## Given text:
▬▬▬
The UN’s refugee agency, UNHCR, estimates that 90 percent of the more than 6.5 million refugees who have fled Ukraine are women or children under the age of 18. In Moldova, which has received the highest number of refugees per capita to date, 65 percent are women and 36 percent are children, with the zero to six age range representing the largest group.

Millions of Ukrainian refugee women now find themselves as single heads of households, shouldering the enormous burden of searching for safety, stability, and opportunities to work while also caring for children and dealing with the psychological toll of the conflict and separation from family members and loved ones.

Given all they are facing, it’s difficult to imagine how women refugees will be able to manage without targeted support in the form of childcare.

Yet, despite the groundswell of aid initiatives that have cropped up along Ukraine’s borders, few efforts are focused on children under five years old. Similarly, neighbouring countries have begun to enrol school-age children into their education systems, but there are few organised efforts to provide childcare to the youngest refugees.

This gap is not unique to the Ukraine crisis: The Moving Minds Alliance, a coalition of UN agencies, NGOs, private foundations, and researchers working to address the needs of displaced infants and toddlers, estimates that only three percent of total development assistance to crisis-affected countries, and two percent of humanitarian funding, goes towards providing quality services to newborns, young children, and their caregivers.

What are the solutions?
▬▬▬
## Material provided:
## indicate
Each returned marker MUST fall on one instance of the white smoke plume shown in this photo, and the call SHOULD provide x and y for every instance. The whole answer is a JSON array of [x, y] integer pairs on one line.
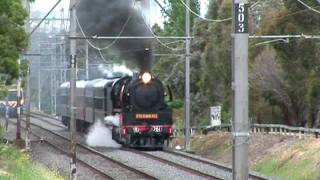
▬▬▬
## What to work on:
1/ According to the text on childcare for Ukrainian refugees, which kinds of members make up the Moving Minds Alliance coalition? List all of them.
2/ Copy the passage of the text on childcare for Ukrainian refugees between "This gap is" and "and their caregivers.", inclusive.

## Results for the exercise:
1/
- UN agencies
- NGOs
- private foundations
- researchers

2/
This gap is not unique to the Ukraine crisis: The Moving Minds Alliance, a coalition of UN agencies, NGOs, private foundations, and researchers working to address the needs of displaced infants and toddlers, estimates that only three percent of total development assistance to crisis-affected countries, and two percent of humanitarian funding, goes towards providing quality services to newborns, young children, and their caregivers.